Allora, sicuramente non esistono
delle linee guida univoche sul trattamento per risolvere una
capsulite adesiva primaria. Io ho letto le più recenti linee guida,
che risalgono al 2018, e ci sono molte situazioni contrastanti. Si
parla di tutto e di più. Ovviamente, anche nelle discussioni coi
colleghi o nei vari congressi, emerge quest'aspetto. Facciamo, per
esempio, delle considerazioni relative ad altre patologie. Se
prendiamo un paziente di 55 anni, che ha una risonanza magnetica
positiva per lesione a tutto spessore del tendine del Sovraspinoso,
soggetto quindi giovane, che deve compiere ancora dei lavori pesanti.
Ha un dolore refrattario al trattamento riabilitativo, magari è
stato fatto di tutto e questo dolore non è passato. Il consiglio
dell'ortopedico, di tutti gli ortopedici, è quello di fare un
intervento in artroscopia per la sutura di questo tendine. Se abbiamo
un paziente, invece di 70-75 anni, che ha una grave artrosi
eccentrica, con forti dolori che non passano con nulla e perdita
della funzionalità molto importante, l'indicazione di tutti gli
ortopedici (quindi ci sono delle linee guida comuni) è quella di
fare una protesi inversa. Se invece prendiamo un paziente che in
realtà non ha nulla, perché ha delle radiografie negative, una
risonanza magnetica negativa, ha solo una perdita di mobilità su
tutti i piani, invalidante e dolorosa, qui per qualcosa di meno grave
(perché a livello di esami strumentali non c'è niente di
significativo) ci complichiamo la vita. Perché c'è un medico che
magari dice “fai del cortisone per bocca per 2 3 settimane”,
l'altro che fa le infiltrazioni di cortisone endoarticolari. Poi c'è
chi propone il cateterino a permanenza, c'è chi dice di fare degli
esercizi di autoallungamento, quindi domiciliari; c'è chi dice “va
in piscina a fare dei movimenti in acqua”, c'è chi fa delle
mobilizzazioni passive più o meno dolorose, c'è chi dice
addirittura “aspetta che ti passi”. Quindi vediamo che
nell'ambito della capsulite adesiva primaria non troveremo mai, a mio
avviso, un accordo, una linea guida univoca. Perché? Perché è la
stessa patologia che può avere forme più o meno gravi e può andare
dalla autorisoluzione alla grande rigidità. Quindi, immaginate una
capsulite che va verso l’autorisoluzione: noi magari gli facciamo
una terapia fisica (questa patologia si risolveva da sola nell'arco
di diversi mesi) e attribuiamo a quella terapia fisica il risultato
positivo. Oppure facciamo un altro approccio terapeutico, la
patologia tendeva ad autorisolversi spontaneamente nel corso di mesi,
e quindi attribuiamo il vantaggio a quell’approccio terapeutico.

DATI FORNITI ::
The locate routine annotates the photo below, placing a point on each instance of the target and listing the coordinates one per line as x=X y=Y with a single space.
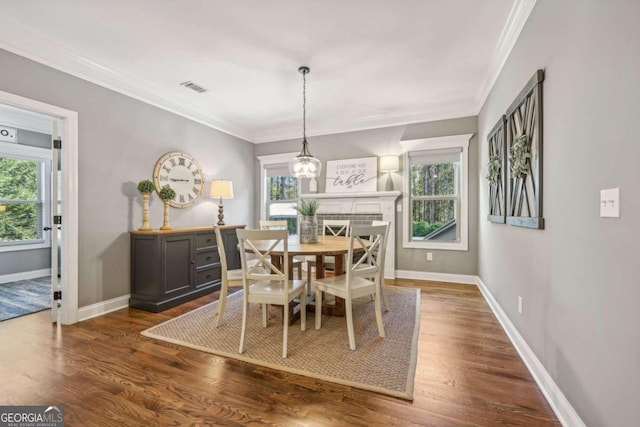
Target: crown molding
x=30 y=44
x=518 y=16
x=358 y=123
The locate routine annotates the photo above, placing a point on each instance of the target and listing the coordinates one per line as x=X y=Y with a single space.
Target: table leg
x=339 y=307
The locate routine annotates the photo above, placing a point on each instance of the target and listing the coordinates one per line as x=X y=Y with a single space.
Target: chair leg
x=285 y=332
x=308 y=278
x=265 y=315
x=318 y=308
x=222 y=302
x=383 y=291
x=379 y=315
x=352 y=339
x=245 y=310
x=303 y=310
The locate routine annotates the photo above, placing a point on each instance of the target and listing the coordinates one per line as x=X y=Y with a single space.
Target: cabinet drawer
x=207 y=258
x=205 y=277
x=205 y=240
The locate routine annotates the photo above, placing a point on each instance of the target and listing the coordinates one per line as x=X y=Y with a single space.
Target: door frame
x=69 y=167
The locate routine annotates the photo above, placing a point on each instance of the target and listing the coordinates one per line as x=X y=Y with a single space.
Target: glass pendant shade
x=304 y=165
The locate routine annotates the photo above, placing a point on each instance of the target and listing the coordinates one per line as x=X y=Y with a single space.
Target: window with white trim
x=24 y=196
x=279 y=190
x=436 y=193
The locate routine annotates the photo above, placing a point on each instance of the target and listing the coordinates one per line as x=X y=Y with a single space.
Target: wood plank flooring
x=106 y=374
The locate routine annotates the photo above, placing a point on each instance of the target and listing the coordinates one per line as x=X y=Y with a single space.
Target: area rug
x=384 y=365
x=24 y=297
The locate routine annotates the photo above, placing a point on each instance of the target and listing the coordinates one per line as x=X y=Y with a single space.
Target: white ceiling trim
x=353 y=124
x=31 y=44
x=515 y=23
x=60 y=57
x=24 y=119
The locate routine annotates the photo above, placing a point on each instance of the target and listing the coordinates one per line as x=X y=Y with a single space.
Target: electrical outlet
x=520 y=305
x=610 y=203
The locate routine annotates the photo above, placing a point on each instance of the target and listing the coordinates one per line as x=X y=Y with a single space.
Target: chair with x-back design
x=361 y=278
x=283 y=225
x=271 y=285
x=330 y=227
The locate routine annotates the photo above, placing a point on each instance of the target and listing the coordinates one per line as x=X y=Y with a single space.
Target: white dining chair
x=229 y=278
x=361 y=278
x=283 y=225
x=271 y=286
x=383 y=291
x=330 y=227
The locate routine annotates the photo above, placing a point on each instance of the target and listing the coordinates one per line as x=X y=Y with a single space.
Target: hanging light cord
x=304 y=106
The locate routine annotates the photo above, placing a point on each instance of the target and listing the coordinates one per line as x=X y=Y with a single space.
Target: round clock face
x=183 y=174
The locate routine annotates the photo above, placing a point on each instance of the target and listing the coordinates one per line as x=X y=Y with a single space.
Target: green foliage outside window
x=20 y=207
x=280 y=189
x=283 y=188
x=433 y=190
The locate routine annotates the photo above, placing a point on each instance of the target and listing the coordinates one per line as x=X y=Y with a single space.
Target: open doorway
x=40 y=242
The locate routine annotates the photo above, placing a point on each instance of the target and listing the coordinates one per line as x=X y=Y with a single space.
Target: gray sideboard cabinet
x=170 y=267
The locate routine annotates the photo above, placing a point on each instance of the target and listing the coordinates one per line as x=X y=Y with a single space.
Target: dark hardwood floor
x=105 y=373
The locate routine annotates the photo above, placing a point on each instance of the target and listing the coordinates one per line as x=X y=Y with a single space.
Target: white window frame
x=271 y=159
x=439 y=143
x=27 y=152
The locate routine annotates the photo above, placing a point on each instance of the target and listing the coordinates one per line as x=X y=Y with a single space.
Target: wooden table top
x=327 y=245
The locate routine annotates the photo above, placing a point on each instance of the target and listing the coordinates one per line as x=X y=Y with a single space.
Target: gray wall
x=579 y=276
x=383 y=141
x=34 y=259
x=120 y=140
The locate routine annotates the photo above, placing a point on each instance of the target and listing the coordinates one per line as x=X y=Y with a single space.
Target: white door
x=56 y=212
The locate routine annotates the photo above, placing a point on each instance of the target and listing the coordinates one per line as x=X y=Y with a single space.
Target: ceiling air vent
x=193 y=86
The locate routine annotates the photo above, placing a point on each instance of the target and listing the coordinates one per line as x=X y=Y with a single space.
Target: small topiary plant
x=166 y=193
x=146 y=186
x=308 y=207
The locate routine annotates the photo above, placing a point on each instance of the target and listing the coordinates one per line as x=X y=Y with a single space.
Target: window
x=280 y=190
x=24 y=190
x=435 y=193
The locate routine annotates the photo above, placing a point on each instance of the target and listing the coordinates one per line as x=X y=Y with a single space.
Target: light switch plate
x=610 y=203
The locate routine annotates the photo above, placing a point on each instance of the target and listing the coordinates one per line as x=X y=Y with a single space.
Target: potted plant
x=145 y=187
x=166 y=193
x=308 y=221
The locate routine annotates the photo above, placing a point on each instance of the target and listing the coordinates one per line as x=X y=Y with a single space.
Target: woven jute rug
x=384 y=365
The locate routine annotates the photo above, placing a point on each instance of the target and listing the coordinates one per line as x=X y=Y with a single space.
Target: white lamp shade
x=221 y=188
x=389 y=164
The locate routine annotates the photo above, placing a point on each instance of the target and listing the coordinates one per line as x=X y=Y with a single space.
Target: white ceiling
x=373 y=63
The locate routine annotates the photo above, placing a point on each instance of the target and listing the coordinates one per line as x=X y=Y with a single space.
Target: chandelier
x=304 y=165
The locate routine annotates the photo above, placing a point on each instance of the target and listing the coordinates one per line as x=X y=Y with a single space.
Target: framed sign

DESCRIZIONE DEL PROBLEMA ::
Continua il brano sulla capsulite adesiva primaria, riprendendo subito dopo la sua ultima frase.

SOLUZIONE ::
Quindi ci sarà sempre un po' di discussione, dibattito per quanto
riguarda l'approccio riabilitativo a questa patologia. L'unica cosa
che ci accomuna, che ci rende tutti d'accordo, è che sicuramente è
dolorosa, molto lunga nella risoluzione, invalidante se c'è una
grave perdita di ROM passivo, e il cui recupero è, sì completo, ma
comunque lento.
Quale
strategia consigli tu al paziente che si presenta in studio con
diagnosi di capsulite?
Ovviamente parlo direttamente col
paziente e gli dico “per recuperare questi gradi mancanti di
mobilità, che nel tuo caso sono 90, esistono tre strategie”:
- la prima strategia è rappresentata dagli esercizi di allungamento, da fare quotidianamente a casa, abbinati alle mobilizzazioni passive fatte dal fisioterapista, proprio per vincere la resistenza di questo tessuto che si è retratto.
- il secondo approccio è la mobilizzazione, però previa anestesia di plesso.
- il terzo è l'intervento di artrolisi artroscopico.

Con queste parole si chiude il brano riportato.